→ INSTRUCTIONS TO FOLLOW
What appears in the data must be reproduced exactly.
[INFORMATION SUPPLIED — start]
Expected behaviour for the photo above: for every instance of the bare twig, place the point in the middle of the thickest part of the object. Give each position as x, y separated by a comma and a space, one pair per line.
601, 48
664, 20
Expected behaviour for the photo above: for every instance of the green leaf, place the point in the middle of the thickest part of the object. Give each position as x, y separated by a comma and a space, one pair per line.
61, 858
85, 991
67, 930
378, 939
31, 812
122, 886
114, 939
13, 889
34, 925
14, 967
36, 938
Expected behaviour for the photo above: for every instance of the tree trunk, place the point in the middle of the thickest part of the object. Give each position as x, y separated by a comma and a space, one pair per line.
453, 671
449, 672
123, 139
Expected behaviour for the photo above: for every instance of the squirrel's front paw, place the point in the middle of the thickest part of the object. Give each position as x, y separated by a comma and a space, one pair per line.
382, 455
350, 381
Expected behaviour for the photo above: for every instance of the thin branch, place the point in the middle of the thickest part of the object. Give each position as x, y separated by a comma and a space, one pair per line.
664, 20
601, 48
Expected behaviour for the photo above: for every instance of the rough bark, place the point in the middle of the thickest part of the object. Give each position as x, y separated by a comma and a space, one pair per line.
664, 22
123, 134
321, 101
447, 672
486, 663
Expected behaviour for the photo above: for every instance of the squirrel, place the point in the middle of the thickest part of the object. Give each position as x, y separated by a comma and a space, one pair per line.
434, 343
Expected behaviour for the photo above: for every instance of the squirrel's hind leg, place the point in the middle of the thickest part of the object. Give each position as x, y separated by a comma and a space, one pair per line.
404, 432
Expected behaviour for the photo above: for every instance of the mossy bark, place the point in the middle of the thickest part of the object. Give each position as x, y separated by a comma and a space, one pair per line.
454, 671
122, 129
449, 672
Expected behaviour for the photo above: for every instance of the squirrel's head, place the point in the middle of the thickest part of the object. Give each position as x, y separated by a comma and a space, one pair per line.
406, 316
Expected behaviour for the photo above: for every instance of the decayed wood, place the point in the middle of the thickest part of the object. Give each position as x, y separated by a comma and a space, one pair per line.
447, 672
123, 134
[INFORMATION SUPPLIED — finish]
→ REPLY TO THE EXERCISE
Expected behaviour for the photo above: for every instance of the bare twig, place the point in the middle of the thickest part of the object. Give each position as x, y separated by a comma and a space, one pair per line.
601, 48
664, 20
Expected behaviour for the photo above: for every instance of the green leaf, place the point in the middle of the thickest part of the object. Give each position as x, y separated by a comma and a space, one pair per line.
61, 858
85, 991
67, 930
378, 939
31, 812
122, 886
114, 939
13, 889
34, 925
14, 967
36, 938
Expected behaviour for the photo above: for every instance of the tree trunk, place the point in the middle of the thickest part of the object. Give each position as x, y separated by a comma and a space, one pair per line.
453, 671
449, 672
123, 139
Expected behaviour for the photo above: for every instance of the squirrel's front paw, place the point in the middle of the thickest part of the object. Give each position as x, y separated by a comma and a space, one pair per line.
382, 455
350, 381
Expected behaviour for the photo above: for every instance of the thin branch, place the point in the middle of the thickest part of the object. Give each position as x, y separated by a comma and a space, one pair per line.
664, 20
601, 48
Expected behaviour for the photo above: for every instance of the rough bark, place the point in the middle of the thickest part of the object. Give each position as x, y separated by a comma and a space, one pair per line.
664, 22
123, 134
321, 101
447, 672
486, 663
Expected behaviour for the photo above: for every instance of the squirrel, place the point in the middle of the thickest part of the object. Give each position as x, y separated by a comma and a space, one pair per line.
434, 343
Expected behaviour for the photo above: for every instance of the squirrel's hind leg, place the point in the middle of the thickest part of the object. Give each position as x, y separated by a comma and a space, one pair per line.
404, 432
Expected behaviour for the photo above: for every instance of the mossy bark, place the point in the middle of the thickest part of the object. Give each position as x, y separated by a comma and a space, one pair per line.
454, 671
122, 129
449, 672
Expected behaviour for the photo above: for every instance of the squirrel's head, place the point in the middle of the thickest part of the object. Give each position as x, y separated by a comma and a space, one pair per line.
406, 316
Expected behaviour for the photo above: for every instance of the decayed wood, place the point in the middle of the thickest part of the object. Give each position as x, y separated by a comma and a space, one pair per line.
447, 672
123, 134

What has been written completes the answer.